Excerpt provided:
- - - - - - -

Toward Formalizing LLM-Based Agent Designs through Structural Context Modeling and Semantic Dynamics Analysis
Haoyu Jia, Kento Kawaharazuka, Kei Okada

TL;DR
This paper introduces a formal model for analyzing LLM-based agents through structural context and semantic dynamics, enabling systematic design and comparison, and demonstrating significant performance improvements in complex tasks.
Contribution
It proposes the Structural Context Model and a semantic dynamics analysis workflow, providing a formal foundation and practical tools for LLM agent design and evaluation.
Findings
Achieved up to 32 percentage points improvement in success rate.
Demonstrated effectiveness on dynamic monkey-banana problem variants.
Provided a formal framework for implementation-independent analysis.

- - - - - - -

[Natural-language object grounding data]

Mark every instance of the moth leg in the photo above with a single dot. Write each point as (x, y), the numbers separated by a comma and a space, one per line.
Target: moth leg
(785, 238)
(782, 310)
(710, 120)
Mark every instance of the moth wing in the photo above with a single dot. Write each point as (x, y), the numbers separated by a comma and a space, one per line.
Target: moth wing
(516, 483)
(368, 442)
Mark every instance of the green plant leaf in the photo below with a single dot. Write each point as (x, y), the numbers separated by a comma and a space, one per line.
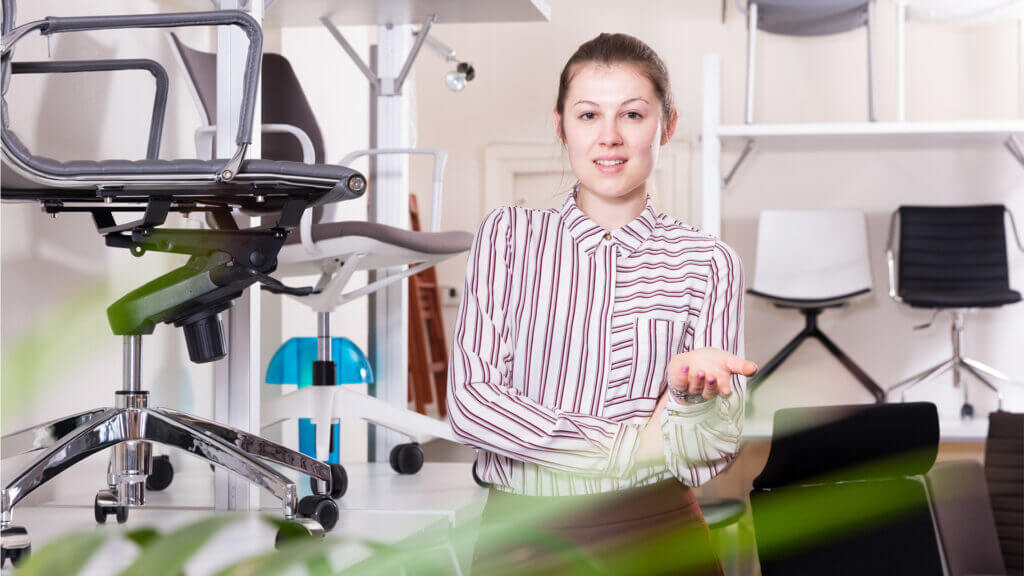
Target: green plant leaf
(168, 554)
(310, 552)
(142, 536)
(66, 554)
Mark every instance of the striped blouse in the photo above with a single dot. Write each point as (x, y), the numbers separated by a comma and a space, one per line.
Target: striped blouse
(561, 346)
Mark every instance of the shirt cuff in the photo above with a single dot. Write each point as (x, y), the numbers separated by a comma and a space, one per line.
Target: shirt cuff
(691, 410)
(623, 450)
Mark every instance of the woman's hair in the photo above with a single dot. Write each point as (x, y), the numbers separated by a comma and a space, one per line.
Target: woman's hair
(617, 48)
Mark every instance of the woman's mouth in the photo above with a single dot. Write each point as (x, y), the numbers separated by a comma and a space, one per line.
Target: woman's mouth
(609, 165)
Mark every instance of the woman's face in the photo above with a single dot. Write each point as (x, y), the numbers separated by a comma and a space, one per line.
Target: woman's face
(612, 127)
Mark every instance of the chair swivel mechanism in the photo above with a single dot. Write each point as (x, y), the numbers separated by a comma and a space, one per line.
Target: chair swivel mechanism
(812, 260)
(951, 258)
(222, 263)
(334, 250)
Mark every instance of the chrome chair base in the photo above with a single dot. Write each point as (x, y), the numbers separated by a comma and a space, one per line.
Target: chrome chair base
(130, 429)
(131, 432)
(958, 365)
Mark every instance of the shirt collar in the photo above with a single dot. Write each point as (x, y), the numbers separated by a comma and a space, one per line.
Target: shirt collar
(589, 234)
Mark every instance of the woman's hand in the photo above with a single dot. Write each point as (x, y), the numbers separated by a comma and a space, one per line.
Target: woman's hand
(651, 447)
(707, 372)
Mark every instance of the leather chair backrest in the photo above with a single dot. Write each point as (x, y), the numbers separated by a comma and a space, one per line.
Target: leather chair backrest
(952, 249)
(1005, 472)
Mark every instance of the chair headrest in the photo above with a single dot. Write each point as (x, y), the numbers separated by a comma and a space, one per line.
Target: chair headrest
(844, 443)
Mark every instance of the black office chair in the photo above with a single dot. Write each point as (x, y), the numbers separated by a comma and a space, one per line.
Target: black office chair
(1005, 474)
(951, 258)
(222, 263)
(842, 492)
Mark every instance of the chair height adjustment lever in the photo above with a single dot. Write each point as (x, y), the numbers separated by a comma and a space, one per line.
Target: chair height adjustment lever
(929, 323)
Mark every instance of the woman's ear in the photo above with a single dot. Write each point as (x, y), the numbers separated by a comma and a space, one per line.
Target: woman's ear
(670, 127)
(558, 125)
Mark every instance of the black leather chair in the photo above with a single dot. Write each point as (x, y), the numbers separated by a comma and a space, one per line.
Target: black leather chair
(1005, 472)
(842, 492)
(222, 263)
(951, 258)
(964, 518)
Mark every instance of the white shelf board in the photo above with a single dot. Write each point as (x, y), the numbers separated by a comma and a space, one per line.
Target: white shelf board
(950, 429)
(870, 134)
(374, 12)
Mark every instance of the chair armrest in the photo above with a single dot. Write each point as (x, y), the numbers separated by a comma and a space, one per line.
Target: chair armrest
(154, 68)
(440, 159)
(891, 258)
(1017, 232)
(204, 139)
(54, 25)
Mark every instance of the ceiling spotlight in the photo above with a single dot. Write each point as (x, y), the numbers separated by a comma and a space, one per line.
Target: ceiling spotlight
(456, 80)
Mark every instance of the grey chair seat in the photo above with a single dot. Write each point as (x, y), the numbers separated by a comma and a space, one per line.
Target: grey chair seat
(173, 169)
(810, 17)
(425, 242)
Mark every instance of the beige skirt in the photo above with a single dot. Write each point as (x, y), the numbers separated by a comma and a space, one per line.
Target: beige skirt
(655, 529)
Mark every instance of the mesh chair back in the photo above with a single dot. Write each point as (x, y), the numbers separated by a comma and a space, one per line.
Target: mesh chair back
(812, 254)
(952, 249)
(1005, 472)
(284, 101)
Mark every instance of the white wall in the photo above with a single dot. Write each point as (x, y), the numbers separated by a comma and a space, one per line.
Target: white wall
(953, 74)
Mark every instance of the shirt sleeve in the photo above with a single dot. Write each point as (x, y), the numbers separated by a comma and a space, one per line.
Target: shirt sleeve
(701, 440)
(483, 410)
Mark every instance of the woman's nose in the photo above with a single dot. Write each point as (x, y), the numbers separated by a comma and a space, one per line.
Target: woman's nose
(609, 132)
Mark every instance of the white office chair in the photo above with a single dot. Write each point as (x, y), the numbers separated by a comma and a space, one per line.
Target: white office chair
(806, 17)
(975, 11)
(811, 260)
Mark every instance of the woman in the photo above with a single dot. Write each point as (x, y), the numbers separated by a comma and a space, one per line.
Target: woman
(596, 357)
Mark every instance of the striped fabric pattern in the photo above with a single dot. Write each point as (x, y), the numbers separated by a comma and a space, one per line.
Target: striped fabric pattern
(562, 341)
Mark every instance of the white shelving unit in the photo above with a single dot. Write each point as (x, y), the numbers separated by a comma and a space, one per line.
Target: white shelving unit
(1008, 134)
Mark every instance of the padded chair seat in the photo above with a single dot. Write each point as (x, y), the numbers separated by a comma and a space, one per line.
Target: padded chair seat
(424, 242)
(810, 17)
(187, 166)
(941, 299)
(832, 301)
(720, 512)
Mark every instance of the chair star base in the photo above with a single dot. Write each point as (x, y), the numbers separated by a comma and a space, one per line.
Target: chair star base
(130, 428)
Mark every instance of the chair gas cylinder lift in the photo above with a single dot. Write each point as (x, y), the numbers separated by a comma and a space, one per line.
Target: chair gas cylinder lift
(951, 258)
(806, 17)
(222, 263)
(811, 260)
(335, 251)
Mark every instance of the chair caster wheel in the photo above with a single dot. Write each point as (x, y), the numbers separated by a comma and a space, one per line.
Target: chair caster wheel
(161, 475)
(15, 545)
(107, 503)
(339, 482)
(297, 529)
(407, 458)
(321, 508)
(477, 480)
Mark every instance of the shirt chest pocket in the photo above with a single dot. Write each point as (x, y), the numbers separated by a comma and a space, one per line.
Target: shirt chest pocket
(655, 341)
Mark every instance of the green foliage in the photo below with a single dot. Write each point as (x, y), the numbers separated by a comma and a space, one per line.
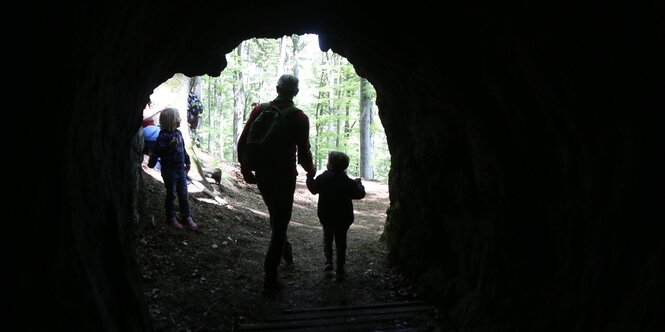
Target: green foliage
(329, 96)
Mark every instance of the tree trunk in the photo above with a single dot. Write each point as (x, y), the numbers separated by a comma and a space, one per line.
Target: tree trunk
(365, 132)
(238, 102)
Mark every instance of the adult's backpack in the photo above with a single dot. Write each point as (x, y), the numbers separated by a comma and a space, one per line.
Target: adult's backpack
(267, 136)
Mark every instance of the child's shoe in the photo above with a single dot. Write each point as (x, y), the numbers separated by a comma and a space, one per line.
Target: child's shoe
(189, 223)
(173, 222)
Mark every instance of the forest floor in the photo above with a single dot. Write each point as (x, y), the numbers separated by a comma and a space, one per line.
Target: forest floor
(211, 278)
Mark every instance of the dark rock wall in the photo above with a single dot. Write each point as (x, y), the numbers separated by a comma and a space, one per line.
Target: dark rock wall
(526, 181)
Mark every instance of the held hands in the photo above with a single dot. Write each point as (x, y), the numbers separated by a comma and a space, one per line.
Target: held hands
(312, 173)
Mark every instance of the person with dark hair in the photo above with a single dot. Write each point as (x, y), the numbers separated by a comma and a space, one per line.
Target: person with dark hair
(335, 207)
(175, 163)
(277, 181)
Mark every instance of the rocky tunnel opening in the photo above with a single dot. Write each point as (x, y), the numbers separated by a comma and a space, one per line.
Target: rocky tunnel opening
(526, 177)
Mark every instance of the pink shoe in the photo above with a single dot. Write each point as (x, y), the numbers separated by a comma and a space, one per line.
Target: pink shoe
(189, 223)
(173, 222)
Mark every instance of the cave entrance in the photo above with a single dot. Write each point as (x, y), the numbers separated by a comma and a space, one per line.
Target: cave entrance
(213, 276)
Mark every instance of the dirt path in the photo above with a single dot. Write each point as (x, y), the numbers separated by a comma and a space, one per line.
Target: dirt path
(211, 279)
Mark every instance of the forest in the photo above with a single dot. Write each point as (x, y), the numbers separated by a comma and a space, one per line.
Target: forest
(340, 104)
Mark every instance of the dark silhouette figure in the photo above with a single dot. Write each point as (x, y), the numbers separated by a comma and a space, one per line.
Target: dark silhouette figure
(335, 208)
(277, 180)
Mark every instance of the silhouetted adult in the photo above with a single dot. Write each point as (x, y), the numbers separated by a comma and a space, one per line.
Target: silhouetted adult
(277, 181)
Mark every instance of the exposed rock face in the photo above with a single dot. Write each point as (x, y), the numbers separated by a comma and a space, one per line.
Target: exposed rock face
(526, 183)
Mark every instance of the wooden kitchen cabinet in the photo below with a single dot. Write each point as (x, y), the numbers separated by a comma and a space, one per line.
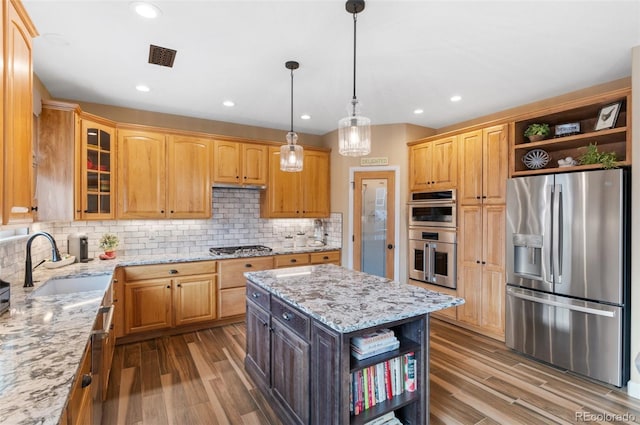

- - - - - - -

Your goal: In the summary of the paper on LLM-based agent design, copy out word for word the passage starting with "Toward Formalizing LLM-Based" and going on through "for implementation-independent analysis.".

Solution for this problem:
Toward Formalizing LLM-Based Agent Designs through Structural Context Modeling and Semantic Dynamics Analysis
Haoyu Jia, Kento Kawaharazuka, Kei Okada

TL;DR
This paper introduces a formal model for analyzing LLM-based agents through structural context and semantic dynamics, enabling systematic design and comparison, and demonstrating significant performance improvements in complex tasks.
Contribution
It proposes the Structural Context Model and a semantic dynamics analysis workflow, providing a formal foundation and practical tools for LLM agent design and evaluation.
Findings
Achieved up to 32 percentage points improvement in success rate.
Demonstrated effectiveness on dynamic monkey-banana problem variants.
Provided a formal framework for implementation-independent analysis.